## Required work
Every record below is to be retyped exactly.

[Start of section]

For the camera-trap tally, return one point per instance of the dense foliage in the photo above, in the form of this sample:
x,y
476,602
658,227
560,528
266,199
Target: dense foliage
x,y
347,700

[End of section]

## Solution for this exercise
For the camera-trap tally, return one point per instance of the dense foliage in the photo above, in the form of this sample:
x,y
476,602
658,227
560,528
266,199
Target: dense foliage
x,y
347,700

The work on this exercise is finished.